[Start of section]

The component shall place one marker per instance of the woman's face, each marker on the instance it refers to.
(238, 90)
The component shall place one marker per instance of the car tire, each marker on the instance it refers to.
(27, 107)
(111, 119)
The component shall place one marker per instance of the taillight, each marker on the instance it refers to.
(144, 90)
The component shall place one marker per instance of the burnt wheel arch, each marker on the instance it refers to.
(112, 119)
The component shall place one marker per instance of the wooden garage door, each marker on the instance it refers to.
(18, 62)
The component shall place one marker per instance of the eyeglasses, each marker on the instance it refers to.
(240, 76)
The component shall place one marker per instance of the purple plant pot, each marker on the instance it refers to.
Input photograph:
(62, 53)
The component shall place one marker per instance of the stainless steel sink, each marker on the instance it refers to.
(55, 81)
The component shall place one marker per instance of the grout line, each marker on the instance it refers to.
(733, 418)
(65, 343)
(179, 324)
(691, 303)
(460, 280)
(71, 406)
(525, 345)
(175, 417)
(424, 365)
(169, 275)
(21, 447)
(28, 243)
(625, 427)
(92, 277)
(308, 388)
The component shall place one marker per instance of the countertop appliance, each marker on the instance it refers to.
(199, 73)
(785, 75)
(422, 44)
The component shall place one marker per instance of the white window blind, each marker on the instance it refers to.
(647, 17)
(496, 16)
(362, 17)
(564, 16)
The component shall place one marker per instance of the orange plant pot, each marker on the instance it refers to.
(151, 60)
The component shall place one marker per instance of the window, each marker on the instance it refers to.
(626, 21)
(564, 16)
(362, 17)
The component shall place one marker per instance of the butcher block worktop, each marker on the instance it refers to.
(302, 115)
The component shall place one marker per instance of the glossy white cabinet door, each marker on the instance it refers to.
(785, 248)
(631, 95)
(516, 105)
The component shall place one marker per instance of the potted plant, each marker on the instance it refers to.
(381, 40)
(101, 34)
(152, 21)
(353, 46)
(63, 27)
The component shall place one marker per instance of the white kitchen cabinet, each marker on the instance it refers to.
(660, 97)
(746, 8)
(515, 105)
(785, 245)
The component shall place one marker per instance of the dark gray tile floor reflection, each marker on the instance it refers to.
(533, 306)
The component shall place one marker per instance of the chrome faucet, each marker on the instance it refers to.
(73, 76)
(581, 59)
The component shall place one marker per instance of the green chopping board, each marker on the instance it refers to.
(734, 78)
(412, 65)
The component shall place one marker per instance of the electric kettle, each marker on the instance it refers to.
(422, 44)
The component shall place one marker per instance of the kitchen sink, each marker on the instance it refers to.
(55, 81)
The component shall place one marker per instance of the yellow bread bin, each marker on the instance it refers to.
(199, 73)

[End of section]

■ WHAT THE TASK REQUIRES
Print all the entries exactly as written.

■ EXERCISE SOLUTION
The component shall place one marker per instance of the woman's face, each marker on the instance it refers to.
(238, 90)
The component shall place one marker per instance of the car tire, each marker on the instance it refers to.
(27, 107)
(111, 119)
The component shall place one marker per instance of the taillight, each marker on the instance it refers to.
(144, 90)
The component shall place one marker per instance of the burnt wheel arch, each marker on the instance it refers to.
(112, 119)
The component shall place one marker per instance of the wooden garage door, each marker on the instance it refers to.
(18, 62)
The component shall place one marker per instance of the eyeglasses, each marker on the instance it refers to.
(240, 76)
The component shall place one marker per instance of the purple plant pot, each marker on the instance it refers to.
Input photograph:
(62, 53)
The component shall place one marker per instance of the stainless steel sink, each marker on the instance it refers to.
(55, 81)
The component shall place one marker per instance of the grout line, each marker on the instance it refers to.
(733, 418)
(65, 343)
(179, 324)
(691, 303)
(460, 280)
(71, 406)
(525, 345)
(175, 417)
(424, 365)
(169, 275)
(21, 447)
(28, 243)
(625, 427)
(92, 277)
(308, 388)
The component shall place one marker per instance of the countertop appliance, each marker on the instance it refers to.
(199, 73)
(785, 75)
(422, 44)
The component shall place one marker per instance of the white window blind, each marker on the instance it refers to.
(647, 17)
(496, 16)
(362, 17)
(564, 16)
The component shall place one marker per instance of the orange plant pot, each marker on the instance it refers to.
(151, 60)
The component shall place one marker per instance of the window, each marker on the instance it refers to.
(626, 21)
(564, 16)
(362, 17)
The component shall place one marker per instance of the butcher block worktop, each marker on the instance it refers to.
(302, 115)
The component shall place one marker per instance of the glossy white cabinet door, each marker on the instance it refers to.
(785, 248)
(631, 95)
(516, 105)
The component shall place one marker per instance of the potted plant, each marker on the instance it refers to.
(381, 40)
(101, 34)
(152, 21)
(353, 46)
(63, 27)
The component shall place one marker per instance of the white kitchen cabinet, each marker on the instance it refers to.
(660, 97)
(746, 8)
(515, 105)
(785, 245)
The component shall place one marker per instance of the dark gray tile floor reflection, each marker on the instance it refers to.
(533, 306)
The component shall place one marker per instance of the chrome faucet, each marker on the instance it refers to.
(73, 76)
(581, 59)
The component shall place one marker per instance of the green chopping board, each marker on the instance it refers to.
(734, 78)
(412, 65)
The component shall place one marker per instance of the electric kettle, each marker on the instance it refers to.
(422, 44)
The component shall place one marker per instance of the kitchen sink, each marker on the instance it refers to.
(55, 81)
The component shall place one marker per instance of the yellow bread bin, each marker on the instance it refers to.
(199, 73)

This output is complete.